• **What is expected**:
Beginning with the line where "# locate the black marble" appears, retype every remaining line of the data below, both the first and last included.

[Stored data entries]
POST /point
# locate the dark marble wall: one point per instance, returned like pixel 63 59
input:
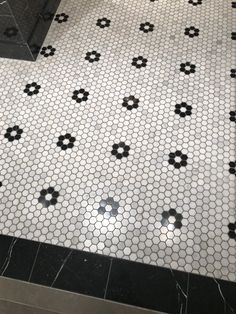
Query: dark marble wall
pixel 23 26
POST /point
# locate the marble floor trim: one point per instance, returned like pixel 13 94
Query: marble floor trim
pixel 120 139
pixel 151 287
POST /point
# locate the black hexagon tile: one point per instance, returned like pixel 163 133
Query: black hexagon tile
pixel 120 138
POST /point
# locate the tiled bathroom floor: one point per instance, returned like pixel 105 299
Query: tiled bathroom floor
pixel 122 140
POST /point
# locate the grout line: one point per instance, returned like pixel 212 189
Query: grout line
pixel 108 278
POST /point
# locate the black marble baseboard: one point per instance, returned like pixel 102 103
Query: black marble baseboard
pixel 24 26
pixel 142 285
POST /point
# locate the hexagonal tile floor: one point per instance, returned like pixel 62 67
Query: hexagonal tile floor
pixel 120 139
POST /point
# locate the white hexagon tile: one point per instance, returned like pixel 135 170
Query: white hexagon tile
pixel 120 139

• **Answer for this exercise**:
# locate the black marble baseboard: one point per instance, returned like pixel 102 103
Query: black marble baseboard
pixel 24 26
pixel 142 285
POST /point
# locate the hexagonal tile floor: one point per instance, returned like pixel 62 67
Query: hexagonal tile floor
pixel 120 139
POST /point
# locate the white hexagon tile: one point per instance, returned like pixel 135 170
Query: white hexagon tile
pixel 120 139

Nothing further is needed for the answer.